L’invasion par des extrémistes sympathisants de l’ex président Jair Bolsonaro des trois principales institutions brésiliennes (le Congrès, le Tribunal Supérieur de Justice et le palais présidentiel), est le corollaire d’une série de coups d’État déguisés qui ont commencé par la destitution de la présidente Dilma Roussef en 2016 puis par l’emprisonnement de Lula (avril 2018), l’empêchant de se présenter aux élections présidentielles. Ceci a permis a l’ex militaire Bolsonaro d’être élu en 2018. Lula, - blanchi des fausses accusations et libéré en novembre 2019 -, élu président pour la troisième fois en octobre 2022, vient d’affronter avec énergie une véritable tentative de coup d’État, une semaine après sa prise de fonction.

En Argentine, le 1er janvier 2023, le président Alberto Fernández a surpris en publiant lors de ses vœux du nouvel an sur Twitter, l’annonce qu'il soumettrait au Congrès une demande de destitution contre le président de la Cour suprême de justice de la Nation, Horacio Rosatti. Deux jours plus tard, il annonçait sur le même réseau social qu'il avait signé la requête pesant également sur les 3 autres autres membres de la plus haute juridiction, Juan Carlos Maqueda, Ricardo Lorenzetti et Carlos Rosenkrantz.

Le gouvernement a confirmé qu'il officialisera cette semaine l' appel à des sessions extraordinaires du Congrès afin que débute dans la seconde quinzaine de janvier le procès politique du président de la Cour suprême , Horacio Rosatti, pour "violation de la Constitution nationale". Les questions incluses dans la demande de destitution sont au nombre de deux : la décision qui ordonne le retour du pourcentage de coparticipation financière fédérale au gouvernement de la Capitale et l'application illégale d'une loi abrogée il y a 16 ans pour que Horacio Rosatti assume également la direction du Conseil de la magistrature.

Sur les deux questions, la Cour suprême casse la séparation des pouvoirs parce qu'elle est intervenue dans le pouvoir législatif et exécutif en faisant appliquer une loi abrogée et parce que, dans le cas de la coparticipation, elle est passé outre les attributions du pouvoir exécutif et du Congrès afin de prendre une décision qui implique la répartition des fonds, sur la base de ce que la Constitution établit.

Une mise en accusation de la Cour suprême est un événement grave, justifié par des événements récents. Les cas de corruption et de partialité sont malheureusement nombreux.

Tout d’abord, un tchat récent dévoilé par la presse entre le porte parole du président de la Cour Suprême Horacio Rosatti et Marcelo D’Alessandro, ministre de la Sécurité et de la Justice de la ville de Buenos Aires (actuellement «mis en congé»), révèle des appels d'offres truqués et d'enveloppes avec des milliers de dollars avec le propriétaire d’une entreprise de dépanneuses et de stationnement de la capitale argentine.
********
§ Consignes à suivre
Reprenez le texte ci-dessus sur les crises institutionnelles au Brésil et en Argentine, en le poursuivant après sa dernière phrase.

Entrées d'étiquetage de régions
********
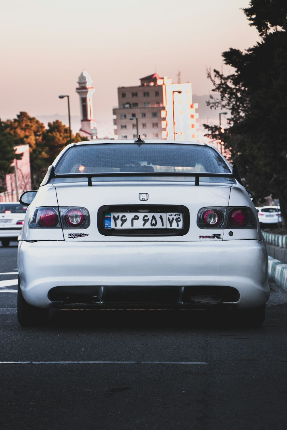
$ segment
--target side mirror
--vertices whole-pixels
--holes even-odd
[[[33,202],[37,194],[37,191],[34,190],[25,191],[20,196],[19,201],[22,205],[28,206]]]
[[[250,198],[251,202],[253,202],[253,200],[254,200],[254,196],[253,195],[252,193],[251,193],[250,191],[247,191],[247,190],[246,190],[246,191],[247,191],[247,194],[248,194],[248,196]]]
********
§ Réponse au problème
Un autre événement - paradigmatique du niveau de déliquescence du système judiciaire - est celui de la juge María Eugenia Capuchetti, chargée d'enquêter sur la tentative d'assassinat de la vice-présidente Cristina Fernández de Kirchner. Bien que la loi l'interdise, la juge travaille en parallèle pour le parti d'opposition - « Juntos por el Cambio (Ensemble pour le changement) – qui gouverne la capitale argentine. Ces liens l'empêchent de remplir son rôle de juge de manière impartiale : l'attentat contre la vice-présidente a eu lieu le 1er septembre 2022 et, depuis, la juge Capuchetti n'a non seulement pas réussi à faire progresser l'enquête, mais elle n'a pas non plus arrêté plusieurs des suspects (en particulier ceux dont les liens sont clairement liés à l'opposition de droite) et impliqués dans l'attentat.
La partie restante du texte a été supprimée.